_Source_

::::::

According to Lacroix’s research, the Native Americans are the poorest ethnic group in the United States and are excessively marginalized in society and by the media’s negative impressions of the Native American people as a whole. “Minorities,” Lacroix explains, “are always held to higher standards that the dominant group never gets (held to).”

Lacroix’s doctoral thesis was on the media’s treatment of a casino in Connecticut that was owned by a Native American tribe. Lacroix recounts how real estate tycoon and casino owner Donald Trump, among others, alleged that the Native Americans who owned the world-renowned Foxwood's Casino were not “authentic."

Lacroix says her thesis did not actually concern the Native American culture nor the issue of gambling. Instead, her research consisted in part of more than 800 news articles (collected over five years) that concerned what she calls “the popular conscience” about the Native American owners of the casino. Lacroix’s findings reflect the fact that, in spite of having reached a century of global expansion and acceptance, the general media’s depiction of 21st century Native Americans still holds significantly racist undertones. She says that when it comes to the media’s depiction of the Native Americans, “You’re not talking about ‘Native Americans’- (you’re talking about) images of them, notions about them, and constructions of what that means.” In this manner, the identity of a Native American in the media’s eyes has very little to do with who they really are. It simply reflects the ideas media have constructed about the Native Americans as an over generalized group.

Lacroix’s educational background is as diverse as the cultural groups she studies. Her bachelor's degree is in speech and rhetoric communication from Emerson College. She earned a master’s degree in  performance studies from Eastern Michigan University, and both a graduate degree in women’s studies and a doctorate in media and rhetorical studies (with an emphasis in cultural studies) from Ohio University. Lacroix found her passion for intercultural communication and media criticism through a graduate level cultural studies course. Her passion continues to inspire up-and-coming intercultural scholars.

::::::

_Information given_
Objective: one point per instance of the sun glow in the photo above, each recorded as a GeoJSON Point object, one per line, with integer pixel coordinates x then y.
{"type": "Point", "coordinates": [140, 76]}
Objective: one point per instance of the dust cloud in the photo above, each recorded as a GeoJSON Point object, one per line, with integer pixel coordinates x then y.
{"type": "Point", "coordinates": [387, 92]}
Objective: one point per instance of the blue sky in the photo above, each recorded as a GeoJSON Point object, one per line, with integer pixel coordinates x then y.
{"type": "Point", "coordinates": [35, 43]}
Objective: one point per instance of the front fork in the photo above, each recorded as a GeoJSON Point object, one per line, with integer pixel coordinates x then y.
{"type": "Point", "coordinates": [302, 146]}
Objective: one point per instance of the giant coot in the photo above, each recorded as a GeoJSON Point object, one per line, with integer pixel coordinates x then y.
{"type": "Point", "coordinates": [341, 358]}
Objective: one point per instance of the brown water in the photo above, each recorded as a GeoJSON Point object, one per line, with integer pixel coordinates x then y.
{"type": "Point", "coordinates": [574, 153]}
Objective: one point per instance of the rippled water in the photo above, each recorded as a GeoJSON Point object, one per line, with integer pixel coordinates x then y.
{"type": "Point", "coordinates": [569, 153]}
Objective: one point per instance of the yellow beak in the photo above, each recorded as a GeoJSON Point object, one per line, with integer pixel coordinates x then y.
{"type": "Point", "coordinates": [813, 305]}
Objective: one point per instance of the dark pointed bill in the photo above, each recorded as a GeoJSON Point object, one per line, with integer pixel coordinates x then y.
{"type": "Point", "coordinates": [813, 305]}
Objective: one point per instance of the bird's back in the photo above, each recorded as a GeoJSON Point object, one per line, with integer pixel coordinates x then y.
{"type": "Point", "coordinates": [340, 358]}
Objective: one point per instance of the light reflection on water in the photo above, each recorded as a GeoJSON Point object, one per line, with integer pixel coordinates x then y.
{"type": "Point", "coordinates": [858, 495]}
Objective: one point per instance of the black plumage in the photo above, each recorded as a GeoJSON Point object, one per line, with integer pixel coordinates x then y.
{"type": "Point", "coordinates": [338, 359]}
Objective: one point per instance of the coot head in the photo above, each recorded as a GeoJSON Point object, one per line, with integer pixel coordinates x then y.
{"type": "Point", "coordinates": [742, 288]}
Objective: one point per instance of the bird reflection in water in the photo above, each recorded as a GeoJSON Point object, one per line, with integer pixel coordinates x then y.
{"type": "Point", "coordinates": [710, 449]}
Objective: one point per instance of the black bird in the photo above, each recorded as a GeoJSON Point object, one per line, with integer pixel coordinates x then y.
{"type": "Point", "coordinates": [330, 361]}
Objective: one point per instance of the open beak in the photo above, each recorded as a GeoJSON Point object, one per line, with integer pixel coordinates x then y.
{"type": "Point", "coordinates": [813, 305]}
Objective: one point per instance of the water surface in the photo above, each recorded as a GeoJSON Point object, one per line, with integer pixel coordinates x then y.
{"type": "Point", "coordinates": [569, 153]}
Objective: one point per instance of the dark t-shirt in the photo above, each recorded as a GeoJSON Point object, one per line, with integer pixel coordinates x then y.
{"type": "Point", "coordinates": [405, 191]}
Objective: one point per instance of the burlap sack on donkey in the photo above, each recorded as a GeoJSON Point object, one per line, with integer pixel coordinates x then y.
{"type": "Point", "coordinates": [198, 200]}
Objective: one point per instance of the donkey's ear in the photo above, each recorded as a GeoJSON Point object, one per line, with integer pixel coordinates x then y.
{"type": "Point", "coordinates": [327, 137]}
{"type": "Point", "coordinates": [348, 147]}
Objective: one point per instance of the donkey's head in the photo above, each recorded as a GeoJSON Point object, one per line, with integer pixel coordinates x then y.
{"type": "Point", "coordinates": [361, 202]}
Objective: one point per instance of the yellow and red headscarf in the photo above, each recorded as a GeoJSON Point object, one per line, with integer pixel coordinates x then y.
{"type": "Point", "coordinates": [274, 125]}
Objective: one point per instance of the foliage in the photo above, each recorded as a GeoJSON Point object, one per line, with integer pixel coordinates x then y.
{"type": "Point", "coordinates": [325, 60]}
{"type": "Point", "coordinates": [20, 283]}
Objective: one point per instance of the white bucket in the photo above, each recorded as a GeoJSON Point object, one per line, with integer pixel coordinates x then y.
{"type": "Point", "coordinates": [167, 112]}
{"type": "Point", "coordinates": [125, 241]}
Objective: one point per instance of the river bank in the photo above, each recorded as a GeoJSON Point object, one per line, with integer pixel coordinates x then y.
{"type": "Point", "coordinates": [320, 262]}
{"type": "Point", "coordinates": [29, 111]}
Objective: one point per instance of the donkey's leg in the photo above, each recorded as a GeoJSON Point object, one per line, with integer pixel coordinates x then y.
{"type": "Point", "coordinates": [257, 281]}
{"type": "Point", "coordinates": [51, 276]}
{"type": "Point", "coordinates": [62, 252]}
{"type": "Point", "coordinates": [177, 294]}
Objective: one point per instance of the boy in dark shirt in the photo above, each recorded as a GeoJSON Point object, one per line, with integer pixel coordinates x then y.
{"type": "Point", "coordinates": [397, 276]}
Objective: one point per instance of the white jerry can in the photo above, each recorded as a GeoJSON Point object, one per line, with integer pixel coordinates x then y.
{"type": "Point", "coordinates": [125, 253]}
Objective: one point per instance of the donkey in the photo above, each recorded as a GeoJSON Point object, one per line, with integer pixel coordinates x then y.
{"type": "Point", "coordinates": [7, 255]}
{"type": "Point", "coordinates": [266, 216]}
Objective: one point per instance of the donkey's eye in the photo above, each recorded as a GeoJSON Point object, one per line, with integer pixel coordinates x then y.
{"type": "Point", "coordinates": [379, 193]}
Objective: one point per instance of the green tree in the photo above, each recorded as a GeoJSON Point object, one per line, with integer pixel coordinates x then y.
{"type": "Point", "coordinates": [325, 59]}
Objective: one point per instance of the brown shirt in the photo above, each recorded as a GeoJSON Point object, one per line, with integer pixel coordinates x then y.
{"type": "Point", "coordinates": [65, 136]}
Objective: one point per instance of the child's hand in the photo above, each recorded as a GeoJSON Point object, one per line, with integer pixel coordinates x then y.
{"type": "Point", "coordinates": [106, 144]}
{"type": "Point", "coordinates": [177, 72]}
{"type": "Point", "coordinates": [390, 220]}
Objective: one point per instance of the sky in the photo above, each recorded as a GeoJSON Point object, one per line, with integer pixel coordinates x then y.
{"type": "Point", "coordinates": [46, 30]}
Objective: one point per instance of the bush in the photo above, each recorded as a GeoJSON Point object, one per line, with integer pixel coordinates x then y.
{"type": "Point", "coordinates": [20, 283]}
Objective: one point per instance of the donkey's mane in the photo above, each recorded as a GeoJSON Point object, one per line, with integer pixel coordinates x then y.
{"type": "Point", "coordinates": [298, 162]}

::::::

_Instruction 1_
Rewrite the part of the passage about Lacroix that opens with "Lacroix’s educational background" and closes with "up-and-coming intercultural scholars.", swapping "Emerson College" for "Boston University".
_Instruction 2_
Resume the passage about Lacroix after its final sentence and carry it forward.

_Final answer 1_
Lacroix’s educational background is as diverse as the cultural groups she studies. Her bachelor's degree is in speech and rhetoric communication from Boston University. She earned a master’s degree in  performance studies from Eastern Michigan University, and both a graduate degree in women’s studies and a doctorate in media and rhetorical studies (with an emphasis in cultural studies) from Ohio University. Lacroix found her passion for intercultural communication and media criticism through a graduate level cultural studies course. Her passion continues to inspire up-and-coming intercultural scholars.

_Final answer 2_
Laura Jelley, a student in Lacroix’s Intercultural Communication course, said that what she loved best about Lacroix’s passion in the subject was “the intensity with which Dr. Lacroix gives vision to her students to intentionally seek to know about world cultures and how to communicate with them. She sees the world symphony working together, which bleeds out of her onto her students.”

In other words, Lacroix’s passion for learning about cultures is... contagious.  Her current projects outside the classroom include three papers. The first covers a controversy with a Native American tribe in Rhode Island that owned a smoke shop. The shop was raided and shut down, and the media’s impressions of the Native Americans once again reflected a biased viewpoint. Her second paper is being written with College of Charleston colleague Elaine Griffin, concerning a satirical news program in Spain. The news program, called Canal Plus and owned by CNN, is done with puppets and consists of satiric comedy sketches about politics and sports. Their study is on the nature of the satire, particularly when it comes to the United States’ political policies.  The final current project concerns the depiction of women of color in Disney movies.

Lacroix, passionate about “race, gender and ethnicity in the media,” is continually expanding the horizons of her research, and currently has six or seven more ideas for papers...if she only had the time.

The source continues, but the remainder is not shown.